-------- LISTED RECORDS
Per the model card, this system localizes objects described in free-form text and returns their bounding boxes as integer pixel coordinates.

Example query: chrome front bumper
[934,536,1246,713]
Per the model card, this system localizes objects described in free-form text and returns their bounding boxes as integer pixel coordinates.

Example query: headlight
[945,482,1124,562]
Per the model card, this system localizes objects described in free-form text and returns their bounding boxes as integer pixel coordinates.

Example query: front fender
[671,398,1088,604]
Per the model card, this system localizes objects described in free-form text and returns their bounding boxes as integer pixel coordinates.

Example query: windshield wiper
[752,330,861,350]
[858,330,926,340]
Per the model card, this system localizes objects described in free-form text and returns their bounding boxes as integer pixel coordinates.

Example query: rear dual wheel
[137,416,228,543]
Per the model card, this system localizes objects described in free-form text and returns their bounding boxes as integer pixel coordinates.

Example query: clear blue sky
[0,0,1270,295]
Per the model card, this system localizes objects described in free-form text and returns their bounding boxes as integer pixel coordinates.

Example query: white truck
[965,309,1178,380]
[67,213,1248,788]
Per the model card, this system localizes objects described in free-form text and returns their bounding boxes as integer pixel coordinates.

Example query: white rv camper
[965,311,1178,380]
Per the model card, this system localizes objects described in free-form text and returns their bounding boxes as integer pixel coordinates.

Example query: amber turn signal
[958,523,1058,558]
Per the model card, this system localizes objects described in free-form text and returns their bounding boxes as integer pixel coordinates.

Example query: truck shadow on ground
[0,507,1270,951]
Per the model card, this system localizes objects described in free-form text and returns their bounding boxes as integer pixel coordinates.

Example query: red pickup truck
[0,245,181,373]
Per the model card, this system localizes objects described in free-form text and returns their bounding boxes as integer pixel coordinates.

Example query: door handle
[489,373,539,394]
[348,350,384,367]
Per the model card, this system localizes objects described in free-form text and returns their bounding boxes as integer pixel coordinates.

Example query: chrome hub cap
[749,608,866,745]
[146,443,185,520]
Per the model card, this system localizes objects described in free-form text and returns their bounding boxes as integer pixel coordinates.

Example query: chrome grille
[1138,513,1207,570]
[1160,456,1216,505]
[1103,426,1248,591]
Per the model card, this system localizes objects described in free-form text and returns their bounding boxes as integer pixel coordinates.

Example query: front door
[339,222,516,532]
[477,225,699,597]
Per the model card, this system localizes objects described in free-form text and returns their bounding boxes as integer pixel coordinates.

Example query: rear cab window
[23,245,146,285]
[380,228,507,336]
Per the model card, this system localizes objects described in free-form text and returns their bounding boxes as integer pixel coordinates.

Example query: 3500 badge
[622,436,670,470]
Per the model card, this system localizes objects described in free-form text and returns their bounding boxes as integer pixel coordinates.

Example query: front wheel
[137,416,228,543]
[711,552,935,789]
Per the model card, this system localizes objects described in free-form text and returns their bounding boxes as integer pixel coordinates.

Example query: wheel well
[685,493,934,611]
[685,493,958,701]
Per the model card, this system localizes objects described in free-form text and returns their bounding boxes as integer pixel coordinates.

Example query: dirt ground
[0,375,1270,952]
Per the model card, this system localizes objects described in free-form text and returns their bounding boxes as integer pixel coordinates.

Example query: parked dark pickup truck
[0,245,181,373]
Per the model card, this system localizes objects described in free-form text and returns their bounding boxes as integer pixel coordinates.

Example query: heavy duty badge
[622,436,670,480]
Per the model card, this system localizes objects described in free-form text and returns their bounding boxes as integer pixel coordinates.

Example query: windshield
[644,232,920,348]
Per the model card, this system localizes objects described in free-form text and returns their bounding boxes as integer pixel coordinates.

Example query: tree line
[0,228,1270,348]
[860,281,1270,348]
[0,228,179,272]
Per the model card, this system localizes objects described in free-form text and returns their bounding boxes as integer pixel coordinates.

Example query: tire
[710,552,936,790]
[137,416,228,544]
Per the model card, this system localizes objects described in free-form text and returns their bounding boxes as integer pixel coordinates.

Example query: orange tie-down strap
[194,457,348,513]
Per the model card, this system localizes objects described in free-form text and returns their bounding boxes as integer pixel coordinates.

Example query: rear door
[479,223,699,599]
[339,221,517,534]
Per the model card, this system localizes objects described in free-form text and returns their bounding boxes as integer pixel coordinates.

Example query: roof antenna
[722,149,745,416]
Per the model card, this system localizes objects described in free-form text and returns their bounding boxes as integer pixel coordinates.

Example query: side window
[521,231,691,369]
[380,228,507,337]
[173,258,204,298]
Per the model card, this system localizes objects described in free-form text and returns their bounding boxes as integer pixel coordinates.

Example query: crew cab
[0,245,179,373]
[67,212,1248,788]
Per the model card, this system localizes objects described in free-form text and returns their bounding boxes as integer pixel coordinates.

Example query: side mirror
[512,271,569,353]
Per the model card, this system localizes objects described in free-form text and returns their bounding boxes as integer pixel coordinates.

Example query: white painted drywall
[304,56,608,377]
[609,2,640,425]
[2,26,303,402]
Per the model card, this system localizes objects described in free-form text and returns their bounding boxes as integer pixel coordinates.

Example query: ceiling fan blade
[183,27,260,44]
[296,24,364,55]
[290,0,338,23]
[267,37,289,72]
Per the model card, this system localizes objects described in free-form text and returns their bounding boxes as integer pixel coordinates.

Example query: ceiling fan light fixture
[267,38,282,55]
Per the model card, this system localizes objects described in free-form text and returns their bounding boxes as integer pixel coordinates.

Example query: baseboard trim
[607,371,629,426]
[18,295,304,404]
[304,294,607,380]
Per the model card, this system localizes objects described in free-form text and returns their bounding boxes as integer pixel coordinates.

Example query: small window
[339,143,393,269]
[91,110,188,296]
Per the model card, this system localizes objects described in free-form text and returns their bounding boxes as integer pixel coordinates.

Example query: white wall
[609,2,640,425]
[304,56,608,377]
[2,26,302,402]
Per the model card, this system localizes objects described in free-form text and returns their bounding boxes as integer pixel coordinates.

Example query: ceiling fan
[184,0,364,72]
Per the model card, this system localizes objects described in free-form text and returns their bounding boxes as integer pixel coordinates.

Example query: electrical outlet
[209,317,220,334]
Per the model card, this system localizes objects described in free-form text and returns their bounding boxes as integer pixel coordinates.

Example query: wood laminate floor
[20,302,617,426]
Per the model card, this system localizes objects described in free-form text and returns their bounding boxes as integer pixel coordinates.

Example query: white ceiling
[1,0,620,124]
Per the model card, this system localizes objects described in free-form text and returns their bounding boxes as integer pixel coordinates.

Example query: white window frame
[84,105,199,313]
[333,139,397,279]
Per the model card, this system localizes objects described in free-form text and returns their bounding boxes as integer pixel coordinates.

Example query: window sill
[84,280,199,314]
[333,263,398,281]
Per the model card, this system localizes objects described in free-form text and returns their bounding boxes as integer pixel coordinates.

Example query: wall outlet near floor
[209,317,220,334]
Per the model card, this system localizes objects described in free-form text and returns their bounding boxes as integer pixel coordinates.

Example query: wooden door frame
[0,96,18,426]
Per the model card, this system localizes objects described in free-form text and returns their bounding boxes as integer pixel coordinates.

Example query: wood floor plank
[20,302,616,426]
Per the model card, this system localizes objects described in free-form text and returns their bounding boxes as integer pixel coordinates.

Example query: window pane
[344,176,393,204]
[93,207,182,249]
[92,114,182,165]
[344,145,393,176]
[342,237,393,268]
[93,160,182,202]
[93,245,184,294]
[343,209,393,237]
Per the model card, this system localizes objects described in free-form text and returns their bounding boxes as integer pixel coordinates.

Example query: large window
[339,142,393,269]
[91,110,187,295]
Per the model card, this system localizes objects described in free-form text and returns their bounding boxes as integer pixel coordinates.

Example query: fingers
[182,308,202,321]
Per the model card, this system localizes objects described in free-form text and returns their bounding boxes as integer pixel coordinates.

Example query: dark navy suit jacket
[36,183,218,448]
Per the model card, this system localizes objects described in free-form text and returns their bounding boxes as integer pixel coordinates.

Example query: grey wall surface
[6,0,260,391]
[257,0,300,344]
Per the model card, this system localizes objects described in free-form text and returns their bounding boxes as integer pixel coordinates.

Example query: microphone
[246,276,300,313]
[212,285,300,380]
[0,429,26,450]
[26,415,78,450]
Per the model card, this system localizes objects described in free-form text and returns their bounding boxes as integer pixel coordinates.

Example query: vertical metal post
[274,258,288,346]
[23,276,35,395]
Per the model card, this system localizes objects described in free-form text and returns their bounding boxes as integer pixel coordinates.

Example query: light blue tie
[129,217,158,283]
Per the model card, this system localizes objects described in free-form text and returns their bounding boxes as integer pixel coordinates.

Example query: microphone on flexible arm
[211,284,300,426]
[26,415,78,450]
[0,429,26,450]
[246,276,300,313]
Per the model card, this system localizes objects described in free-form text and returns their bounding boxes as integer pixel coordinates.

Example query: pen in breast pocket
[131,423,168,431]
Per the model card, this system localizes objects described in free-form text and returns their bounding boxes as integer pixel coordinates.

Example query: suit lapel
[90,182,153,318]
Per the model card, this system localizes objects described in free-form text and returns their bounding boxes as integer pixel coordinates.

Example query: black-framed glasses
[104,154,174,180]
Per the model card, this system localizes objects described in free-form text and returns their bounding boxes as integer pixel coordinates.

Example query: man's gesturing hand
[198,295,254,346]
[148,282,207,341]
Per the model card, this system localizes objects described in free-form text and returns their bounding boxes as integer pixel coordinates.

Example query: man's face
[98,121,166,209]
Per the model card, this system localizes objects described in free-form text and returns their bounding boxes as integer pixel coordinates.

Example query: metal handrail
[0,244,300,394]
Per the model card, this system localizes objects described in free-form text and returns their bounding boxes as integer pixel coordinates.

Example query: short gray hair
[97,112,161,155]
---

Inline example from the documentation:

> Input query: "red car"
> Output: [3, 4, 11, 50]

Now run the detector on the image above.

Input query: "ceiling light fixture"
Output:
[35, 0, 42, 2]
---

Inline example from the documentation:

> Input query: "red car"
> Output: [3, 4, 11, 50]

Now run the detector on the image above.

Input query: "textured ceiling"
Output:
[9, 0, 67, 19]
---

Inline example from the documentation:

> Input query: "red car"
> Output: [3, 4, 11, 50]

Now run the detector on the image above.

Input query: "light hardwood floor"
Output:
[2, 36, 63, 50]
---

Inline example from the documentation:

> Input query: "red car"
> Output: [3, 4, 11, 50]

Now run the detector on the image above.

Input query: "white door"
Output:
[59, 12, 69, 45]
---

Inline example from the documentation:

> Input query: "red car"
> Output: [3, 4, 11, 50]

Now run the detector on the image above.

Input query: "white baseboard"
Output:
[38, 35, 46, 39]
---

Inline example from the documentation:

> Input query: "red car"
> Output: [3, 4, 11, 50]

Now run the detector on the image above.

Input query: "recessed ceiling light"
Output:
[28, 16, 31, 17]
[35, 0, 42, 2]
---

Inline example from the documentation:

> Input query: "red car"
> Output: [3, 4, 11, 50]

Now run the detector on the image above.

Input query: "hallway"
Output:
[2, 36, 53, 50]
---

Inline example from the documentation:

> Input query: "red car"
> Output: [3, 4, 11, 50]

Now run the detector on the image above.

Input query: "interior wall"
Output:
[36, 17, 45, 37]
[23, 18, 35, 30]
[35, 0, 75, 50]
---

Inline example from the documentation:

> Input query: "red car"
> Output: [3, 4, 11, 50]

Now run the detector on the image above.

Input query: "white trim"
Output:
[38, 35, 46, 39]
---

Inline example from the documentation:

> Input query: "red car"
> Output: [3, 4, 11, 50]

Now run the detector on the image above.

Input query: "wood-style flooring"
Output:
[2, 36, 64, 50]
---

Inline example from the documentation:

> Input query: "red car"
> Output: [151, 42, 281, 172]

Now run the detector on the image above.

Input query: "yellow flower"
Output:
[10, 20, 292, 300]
----------------
■ AIM
Rescale the box coordinates in the listing above, from its first line up to and including the line with "[671,398,1088,604]". Write every line in that span again, requests included, and multiply each coordinate by 1.15, rounding to whole numbers with halves going up.

■ ANSWER TO THIS PROBLEM
Per the model card, this system localizes objects described in free-form text and returns their bounding boxes as integer pixel coordinates.

Example query: chrome front bumper
[1074,616,1433,820]
Per the model card, this system localizes objects described in free-form text and returns their bounding boxes as integer pixel coordinates.

Example query: headlight
[1087,554,1293,646]
Per the model card, this system localizes objects described in free-form text and returns their bounding boxes as integer pixel coordinates.

Example query: front fender
[772,458,1251,695]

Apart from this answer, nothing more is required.